Dataset extract →
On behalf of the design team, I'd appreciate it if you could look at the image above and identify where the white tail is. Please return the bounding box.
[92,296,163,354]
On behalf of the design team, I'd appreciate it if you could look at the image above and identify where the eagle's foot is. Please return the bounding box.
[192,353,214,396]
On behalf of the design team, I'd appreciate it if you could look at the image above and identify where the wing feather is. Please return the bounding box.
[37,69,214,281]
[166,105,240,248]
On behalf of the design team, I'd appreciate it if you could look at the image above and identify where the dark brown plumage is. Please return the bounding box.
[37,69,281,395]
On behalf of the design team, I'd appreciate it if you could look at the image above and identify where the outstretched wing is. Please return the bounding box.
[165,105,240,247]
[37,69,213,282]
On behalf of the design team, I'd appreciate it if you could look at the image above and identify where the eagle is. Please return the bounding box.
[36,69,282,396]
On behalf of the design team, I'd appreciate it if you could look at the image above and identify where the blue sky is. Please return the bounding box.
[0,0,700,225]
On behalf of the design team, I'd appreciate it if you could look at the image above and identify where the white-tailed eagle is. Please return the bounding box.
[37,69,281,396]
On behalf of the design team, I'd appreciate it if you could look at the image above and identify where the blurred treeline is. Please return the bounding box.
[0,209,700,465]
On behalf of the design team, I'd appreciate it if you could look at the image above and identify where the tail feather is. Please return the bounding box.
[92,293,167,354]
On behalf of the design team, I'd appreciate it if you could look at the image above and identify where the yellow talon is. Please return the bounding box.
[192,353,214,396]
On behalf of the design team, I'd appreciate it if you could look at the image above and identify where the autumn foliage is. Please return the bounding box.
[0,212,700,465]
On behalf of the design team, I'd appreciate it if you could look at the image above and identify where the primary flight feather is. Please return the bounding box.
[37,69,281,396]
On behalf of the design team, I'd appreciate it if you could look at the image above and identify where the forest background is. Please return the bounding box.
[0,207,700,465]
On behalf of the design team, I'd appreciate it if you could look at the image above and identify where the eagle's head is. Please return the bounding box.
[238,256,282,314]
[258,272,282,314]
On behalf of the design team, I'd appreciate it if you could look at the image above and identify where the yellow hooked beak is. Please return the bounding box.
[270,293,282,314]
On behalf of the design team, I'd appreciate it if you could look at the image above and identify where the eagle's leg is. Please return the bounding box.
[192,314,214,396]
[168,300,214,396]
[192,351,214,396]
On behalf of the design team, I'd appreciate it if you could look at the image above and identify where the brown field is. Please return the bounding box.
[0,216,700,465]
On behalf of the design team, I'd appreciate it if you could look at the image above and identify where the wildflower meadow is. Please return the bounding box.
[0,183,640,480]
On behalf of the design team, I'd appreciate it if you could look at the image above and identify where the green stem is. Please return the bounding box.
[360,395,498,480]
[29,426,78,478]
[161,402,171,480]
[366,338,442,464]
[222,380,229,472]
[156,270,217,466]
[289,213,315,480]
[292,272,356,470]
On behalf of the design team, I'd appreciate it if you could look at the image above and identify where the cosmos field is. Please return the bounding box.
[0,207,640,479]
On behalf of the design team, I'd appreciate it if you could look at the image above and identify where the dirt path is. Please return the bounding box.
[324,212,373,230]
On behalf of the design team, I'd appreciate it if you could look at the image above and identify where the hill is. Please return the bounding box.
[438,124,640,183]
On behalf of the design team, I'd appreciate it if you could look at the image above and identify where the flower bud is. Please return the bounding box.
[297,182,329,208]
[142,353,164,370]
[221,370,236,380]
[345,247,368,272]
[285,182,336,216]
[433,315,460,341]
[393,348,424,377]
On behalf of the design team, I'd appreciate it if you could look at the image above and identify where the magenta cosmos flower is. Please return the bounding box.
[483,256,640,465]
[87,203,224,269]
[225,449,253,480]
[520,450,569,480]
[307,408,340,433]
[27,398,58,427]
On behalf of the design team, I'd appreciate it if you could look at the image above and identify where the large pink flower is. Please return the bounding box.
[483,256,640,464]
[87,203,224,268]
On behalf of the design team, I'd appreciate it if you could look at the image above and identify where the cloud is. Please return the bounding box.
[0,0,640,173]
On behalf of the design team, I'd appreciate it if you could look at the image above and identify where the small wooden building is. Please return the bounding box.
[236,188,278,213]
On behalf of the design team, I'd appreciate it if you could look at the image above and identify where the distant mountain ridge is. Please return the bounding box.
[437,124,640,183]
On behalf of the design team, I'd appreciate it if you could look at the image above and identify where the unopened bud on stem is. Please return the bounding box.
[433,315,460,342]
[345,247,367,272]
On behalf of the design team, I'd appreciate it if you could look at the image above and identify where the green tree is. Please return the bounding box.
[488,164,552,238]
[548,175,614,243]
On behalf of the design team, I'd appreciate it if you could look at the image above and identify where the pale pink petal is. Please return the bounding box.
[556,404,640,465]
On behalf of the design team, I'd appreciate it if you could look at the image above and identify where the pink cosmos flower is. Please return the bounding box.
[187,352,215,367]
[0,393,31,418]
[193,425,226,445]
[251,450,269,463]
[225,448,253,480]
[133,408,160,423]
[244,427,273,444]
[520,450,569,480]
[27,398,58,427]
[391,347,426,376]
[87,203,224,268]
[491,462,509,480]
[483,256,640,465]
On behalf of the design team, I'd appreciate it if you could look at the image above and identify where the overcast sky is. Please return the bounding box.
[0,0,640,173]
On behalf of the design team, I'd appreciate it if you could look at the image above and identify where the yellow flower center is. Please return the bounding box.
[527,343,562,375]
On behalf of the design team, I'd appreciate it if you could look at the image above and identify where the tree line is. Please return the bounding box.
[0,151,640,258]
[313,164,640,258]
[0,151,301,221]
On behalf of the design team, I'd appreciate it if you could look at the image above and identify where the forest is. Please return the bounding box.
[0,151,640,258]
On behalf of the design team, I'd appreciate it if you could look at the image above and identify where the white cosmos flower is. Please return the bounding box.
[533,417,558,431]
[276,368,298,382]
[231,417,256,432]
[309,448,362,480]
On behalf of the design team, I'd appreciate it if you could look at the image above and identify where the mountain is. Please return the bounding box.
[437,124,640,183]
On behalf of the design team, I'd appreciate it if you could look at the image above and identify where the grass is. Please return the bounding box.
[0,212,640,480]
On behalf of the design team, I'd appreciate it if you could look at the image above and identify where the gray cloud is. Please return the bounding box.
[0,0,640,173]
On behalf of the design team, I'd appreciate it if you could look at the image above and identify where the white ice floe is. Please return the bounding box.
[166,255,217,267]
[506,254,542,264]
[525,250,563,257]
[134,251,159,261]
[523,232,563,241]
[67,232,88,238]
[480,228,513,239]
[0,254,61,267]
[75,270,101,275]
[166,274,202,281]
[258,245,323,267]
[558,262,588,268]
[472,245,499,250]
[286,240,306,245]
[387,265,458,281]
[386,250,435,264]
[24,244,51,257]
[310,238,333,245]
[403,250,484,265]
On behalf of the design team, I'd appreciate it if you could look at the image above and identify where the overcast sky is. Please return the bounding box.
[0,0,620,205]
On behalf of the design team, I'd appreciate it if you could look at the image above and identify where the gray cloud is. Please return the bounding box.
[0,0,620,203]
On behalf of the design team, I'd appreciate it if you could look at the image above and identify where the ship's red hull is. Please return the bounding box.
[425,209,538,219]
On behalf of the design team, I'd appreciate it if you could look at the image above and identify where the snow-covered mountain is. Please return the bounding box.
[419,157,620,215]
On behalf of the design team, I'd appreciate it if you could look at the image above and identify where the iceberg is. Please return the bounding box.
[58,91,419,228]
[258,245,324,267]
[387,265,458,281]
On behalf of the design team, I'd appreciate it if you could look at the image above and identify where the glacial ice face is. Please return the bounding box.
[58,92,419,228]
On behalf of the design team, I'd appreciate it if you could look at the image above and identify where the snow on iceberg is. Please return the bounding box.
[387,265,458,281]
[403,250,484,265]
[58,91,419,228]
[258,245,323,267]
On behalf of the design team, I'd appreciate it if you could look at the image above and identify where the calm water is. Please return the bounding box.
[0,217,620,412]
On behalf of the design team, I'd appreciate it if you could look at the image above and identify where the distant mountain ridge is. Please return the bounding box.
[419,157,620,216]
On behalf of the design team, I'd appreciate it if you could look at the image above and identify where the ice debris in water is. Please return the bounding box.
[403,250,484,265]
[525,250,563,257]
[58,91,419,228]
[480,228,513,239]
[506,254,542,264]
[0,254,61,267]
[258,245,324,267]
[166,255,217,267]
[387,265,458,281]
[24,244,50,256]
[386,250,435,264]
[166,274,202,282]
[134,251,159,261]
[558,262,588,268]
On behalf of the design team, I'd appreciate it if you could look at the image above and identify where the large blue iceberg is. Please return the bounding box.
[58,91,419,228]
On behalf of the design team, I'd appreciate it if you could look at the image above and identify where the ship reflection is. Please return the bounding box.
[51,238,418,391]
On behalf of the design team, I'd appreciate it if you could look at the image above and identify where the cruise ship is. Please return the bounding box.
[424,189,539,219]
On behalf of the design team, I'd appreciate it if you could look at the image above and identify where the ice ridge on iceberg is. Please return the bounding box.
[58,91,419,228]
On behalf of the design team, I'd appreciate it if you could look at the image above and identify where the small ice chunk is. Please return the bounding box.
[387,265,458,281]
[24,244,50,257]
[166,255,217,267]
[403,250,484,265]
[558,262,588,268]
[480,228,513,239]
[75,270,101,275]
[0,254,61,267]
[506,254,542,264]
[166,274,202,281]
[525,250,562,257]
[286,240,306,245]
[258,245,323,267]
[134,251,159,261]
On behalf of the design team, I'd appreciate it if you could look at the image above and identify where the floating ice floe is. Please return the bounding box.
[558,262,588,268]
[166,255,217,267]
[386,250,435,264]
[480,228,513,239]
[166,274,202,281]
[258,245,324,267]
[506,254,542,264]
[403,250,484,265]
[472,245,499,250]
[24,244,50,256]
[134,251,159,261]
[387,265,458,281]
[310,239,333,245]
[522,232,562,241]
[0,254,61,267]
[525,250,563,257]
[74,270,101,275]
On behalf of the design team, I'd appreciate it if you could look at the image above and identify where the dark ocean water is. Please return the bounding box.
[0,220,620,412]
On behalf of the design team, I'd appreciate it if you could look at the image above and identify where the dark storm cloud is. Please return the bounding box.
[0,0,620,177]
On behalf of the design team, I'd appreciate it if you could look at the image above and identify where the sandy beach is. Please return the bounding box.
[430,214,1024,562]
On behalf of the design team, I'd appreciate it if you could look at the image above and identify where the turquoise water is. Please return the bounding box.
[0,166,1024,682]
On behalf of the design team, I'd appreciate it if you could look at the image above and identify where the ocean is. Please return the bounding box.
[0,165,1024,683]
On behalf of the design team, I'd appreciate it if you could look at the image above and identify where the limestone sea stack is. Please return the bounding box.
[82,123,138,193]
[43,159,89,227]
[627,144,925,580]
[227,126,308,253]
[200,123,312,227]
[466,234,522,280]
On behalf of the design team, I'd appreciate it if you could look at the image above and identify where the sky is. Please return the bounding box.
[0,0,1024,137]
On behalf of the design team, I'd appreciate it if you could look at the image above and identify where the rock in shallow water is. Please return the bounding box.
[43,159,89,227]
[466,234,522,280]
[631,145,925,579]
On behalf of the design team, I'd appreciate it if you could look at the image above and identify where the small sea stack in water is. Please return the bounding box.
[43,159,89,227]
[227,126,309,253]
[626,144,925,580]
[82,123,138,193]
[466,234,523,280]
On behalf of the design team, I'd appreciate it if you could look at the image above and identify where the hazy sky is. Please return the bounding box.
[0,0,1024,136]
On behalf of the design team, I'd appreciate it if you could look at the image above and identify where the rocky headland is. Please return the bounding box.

Stated exercise →
From the line with "leg is. Please return the bounding box." up to and including the line with "[393,348,424,377]", write those lines of the records again, switching "dirt path" to "gravel track" and leaving everything else unchanged.

Answer to this exercise →
On behalf of the design team, I'd appreciate it if you could look at the image above and identify where the eagle's leg is. Please return the bounding box.
[192,314,214,396]
[168,300,214,396]
[192,351,214,396]
On behalf of the design team, I'd appreciate it if you could look at the image above and identify where the brown field is. Please return the bounding box.
[0,216,700,465]
On behalf of the design team, I'd appreciate it if you could look at the image above and identify where the wildflower meadow is. Please return the bounding box.
[0,183,640,480]
On behalf of the design team, I'd appreciate it if you could look at the image above and identify where the green stem is. Please return the bounding box.
[360,395,498,480]
[29,426,78,478]
[161,402,171,480]
[366,338,442,464]
[222,380,229,472]
[156,270,217,466]
[289,213,315,480]
[292,272,356,470]
On behalf of the design team, I'd appreciate it if you could look at the image above and identify where the cosmos field is. Please return the bounding box.
[0,207,640,479]
On behalf of the design team, I'd appreciate it if you could look at the image above and identify where the gravel track is. Please return the bounding box.
[324,212,373,230]
On behalf of the design team, I'd appreciate it if you could look at the image above and identify where the hill is. Please return the bounding box.
[438,124,640,183]
On behalf of the design team, I'd appreciate it if you could look at the image above and identify where the flower bud is. Please return the bounding box.
[297,182,329,208]
[142,353,164,370]
[221,370,236,380]
[345,247,368,272]
[285,182,336,216]
[433,315,460,341]
[393,348,424,377]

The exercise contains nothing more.